Problem statement: Which lines of the items below contain the string "dining"? Copy each one, with uppercase and lowercase treated as different.

============

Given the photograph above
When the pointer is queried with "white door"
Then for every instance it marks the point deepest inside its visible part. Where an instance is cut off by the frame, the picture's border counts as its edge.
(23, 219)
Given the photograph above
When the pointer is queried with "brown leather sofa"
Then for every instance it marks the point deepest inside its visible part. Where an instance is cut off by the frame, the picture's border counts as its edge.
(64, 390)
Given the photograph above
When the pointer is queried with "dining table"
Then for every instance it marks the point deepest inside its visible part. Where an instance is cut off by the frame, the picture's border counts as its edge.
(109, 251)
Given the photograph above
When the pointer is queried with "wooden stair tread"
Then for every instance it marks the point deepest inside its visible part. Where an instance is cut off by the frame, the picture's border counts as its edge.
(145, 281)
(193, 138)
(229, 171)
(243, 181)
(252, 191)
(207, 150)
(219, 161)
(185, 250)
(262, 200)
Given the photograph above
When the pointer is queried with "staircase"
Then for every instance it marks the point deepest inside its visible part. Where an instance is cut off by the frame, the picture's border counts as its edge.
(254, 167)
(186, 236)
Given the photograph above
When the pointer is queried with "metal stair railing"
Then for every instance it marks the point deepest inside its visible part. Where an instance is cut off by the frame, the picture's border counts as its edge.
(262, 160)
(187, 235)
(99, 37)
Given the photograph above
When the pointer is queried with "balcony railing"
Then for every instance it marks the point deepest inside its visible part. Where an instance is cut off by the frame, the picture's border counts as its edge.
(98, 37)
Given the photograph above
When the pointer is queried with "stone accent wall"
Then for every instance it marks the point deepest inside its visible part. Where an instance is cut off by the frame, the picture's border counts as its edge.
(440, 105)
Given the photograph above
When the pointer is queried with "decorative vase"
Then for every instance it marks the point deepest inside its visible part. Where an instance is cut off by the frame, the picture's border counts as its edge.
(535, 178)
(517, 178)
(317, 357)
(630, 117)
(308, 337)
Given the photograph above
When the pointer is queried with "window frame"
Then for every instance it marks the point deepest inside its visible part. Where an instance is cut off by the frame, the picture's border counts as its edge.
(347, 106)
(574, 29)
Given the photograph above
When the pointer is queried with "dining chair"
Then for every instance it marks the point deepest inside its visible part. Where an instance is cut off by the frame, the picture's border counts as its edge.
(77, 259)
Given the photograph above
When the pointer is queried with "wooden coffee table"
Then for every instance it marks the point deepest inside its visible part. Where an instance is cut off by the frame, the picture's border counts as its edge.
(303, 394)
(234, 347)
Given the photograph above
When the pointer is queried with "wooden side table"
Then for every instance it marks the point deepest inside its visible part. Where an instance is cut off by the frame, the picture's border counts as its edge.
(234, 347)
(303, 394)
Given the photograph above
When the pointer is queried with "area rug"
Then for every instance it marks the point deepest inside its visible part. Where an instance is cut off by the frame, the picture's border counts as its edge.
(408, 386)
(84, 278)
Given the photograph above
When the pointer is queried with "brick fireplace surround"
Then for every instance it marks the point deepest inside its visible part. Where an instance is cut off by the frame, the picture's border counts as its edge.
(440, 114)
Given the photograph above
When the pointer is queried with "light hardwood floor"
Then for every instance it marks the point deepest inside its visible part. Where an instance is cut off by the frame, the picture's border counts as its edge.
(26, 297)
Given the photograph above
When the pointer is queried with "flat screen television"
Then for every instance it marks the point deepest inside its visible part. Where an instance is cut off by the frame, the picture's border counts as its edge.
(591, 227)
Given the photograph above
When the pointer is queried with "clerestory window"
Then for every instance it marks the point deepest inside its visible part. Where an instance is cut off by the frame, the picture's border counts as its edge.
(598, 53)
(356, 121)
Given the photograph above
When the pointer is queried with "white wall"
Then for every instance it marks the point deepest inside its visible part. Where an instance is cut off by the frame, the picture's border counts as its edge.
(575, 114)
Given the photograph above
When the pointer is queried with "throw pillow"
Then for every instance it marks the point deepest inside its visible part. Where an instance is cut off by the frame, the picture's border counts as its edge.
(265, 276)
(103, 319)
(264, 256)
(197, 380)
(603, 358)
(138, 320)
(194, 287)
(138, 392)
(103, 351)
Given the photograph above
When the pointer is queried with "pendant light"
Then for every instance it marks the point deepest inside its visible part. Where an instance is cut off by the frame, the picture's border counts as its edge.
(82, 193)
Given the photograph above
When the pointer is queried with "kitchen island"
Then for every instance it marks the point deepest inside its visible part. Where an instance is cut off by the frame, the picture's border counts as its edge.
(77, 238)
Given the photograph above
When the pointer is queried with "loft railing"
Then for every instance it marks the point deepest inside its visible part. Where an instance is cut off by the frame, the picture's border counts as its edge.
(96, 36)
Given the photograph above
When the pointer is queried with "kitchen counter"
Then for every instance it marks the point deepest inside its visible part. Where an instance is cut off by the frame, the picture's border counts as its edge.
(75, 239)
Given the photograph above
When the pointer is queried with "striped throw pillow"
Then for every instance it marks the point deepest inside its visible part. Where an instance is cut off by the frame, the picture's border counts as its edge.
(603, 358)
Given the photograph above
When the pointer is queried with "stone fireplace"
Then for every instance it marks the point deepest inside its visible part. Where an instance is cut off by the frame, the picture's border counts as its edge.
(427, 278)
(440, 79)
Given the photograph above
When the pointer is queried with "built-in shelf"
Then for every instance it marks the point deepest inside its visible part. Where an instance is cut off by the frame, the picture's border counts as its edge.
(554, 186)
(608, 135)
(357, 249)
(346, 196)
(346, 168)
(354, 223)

============

Task result:
When the pointer is queried with "dining table"
When the pointer is queried with "dining chair"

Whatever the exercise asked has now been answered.